• **Instructions for the task**
Find each line in the entries below that contains the string "crowd", treating uppercase and lowercase letters as different, and copy every such line.
· · · · ·
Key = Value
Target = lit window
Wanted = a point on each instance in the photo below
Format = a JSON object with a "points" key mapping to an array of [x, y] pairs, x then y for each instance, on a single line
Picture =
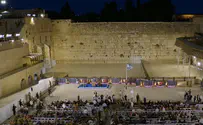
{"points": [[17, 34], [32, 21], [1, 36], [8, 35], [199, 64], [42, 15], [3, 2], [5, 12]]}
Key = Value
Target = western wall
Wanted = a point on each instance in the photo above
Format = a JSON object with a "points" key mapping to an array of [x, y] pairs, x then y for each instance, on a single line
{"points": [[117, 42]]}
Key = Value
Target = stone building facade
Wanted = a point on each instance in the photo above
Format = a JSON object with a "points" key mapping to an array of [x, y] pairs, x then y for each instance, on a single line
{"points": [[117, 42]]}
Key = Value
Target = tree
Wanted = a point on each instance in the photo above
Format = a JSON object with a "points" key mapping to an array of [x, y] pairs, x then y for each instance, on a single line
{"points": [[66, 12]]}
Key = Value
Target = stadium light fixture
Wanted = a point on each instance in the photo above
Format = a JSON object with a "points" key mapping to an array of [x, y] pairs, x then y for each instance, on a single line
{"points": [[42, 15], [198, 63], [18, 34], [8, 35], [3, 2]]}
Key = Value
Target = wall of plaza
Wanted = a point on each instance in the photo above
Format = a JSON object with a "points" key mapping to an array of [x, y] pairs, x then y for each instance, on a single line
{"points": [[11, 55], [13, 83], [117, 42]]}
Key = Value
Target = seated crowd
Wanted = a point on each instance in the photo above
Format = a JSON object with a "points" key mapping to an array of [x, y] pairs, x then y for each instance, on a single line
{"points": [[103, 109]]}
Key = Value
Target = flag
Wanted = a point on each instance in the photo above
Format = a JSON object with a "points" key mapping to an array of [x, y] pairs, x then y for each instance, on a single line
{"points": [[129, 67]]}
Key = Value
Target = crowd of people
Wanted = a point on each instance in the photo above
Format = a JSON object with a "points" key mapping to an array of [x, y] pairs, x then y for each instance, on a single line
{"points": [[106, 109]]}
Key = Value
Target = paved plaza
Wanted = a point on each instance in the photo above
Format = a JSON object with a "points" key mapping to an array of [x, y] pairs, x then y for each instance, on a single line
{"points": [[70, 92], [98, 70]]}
· · · · ·
• **Solution to the exercise**
Target = seated crowd
Target = crowd of people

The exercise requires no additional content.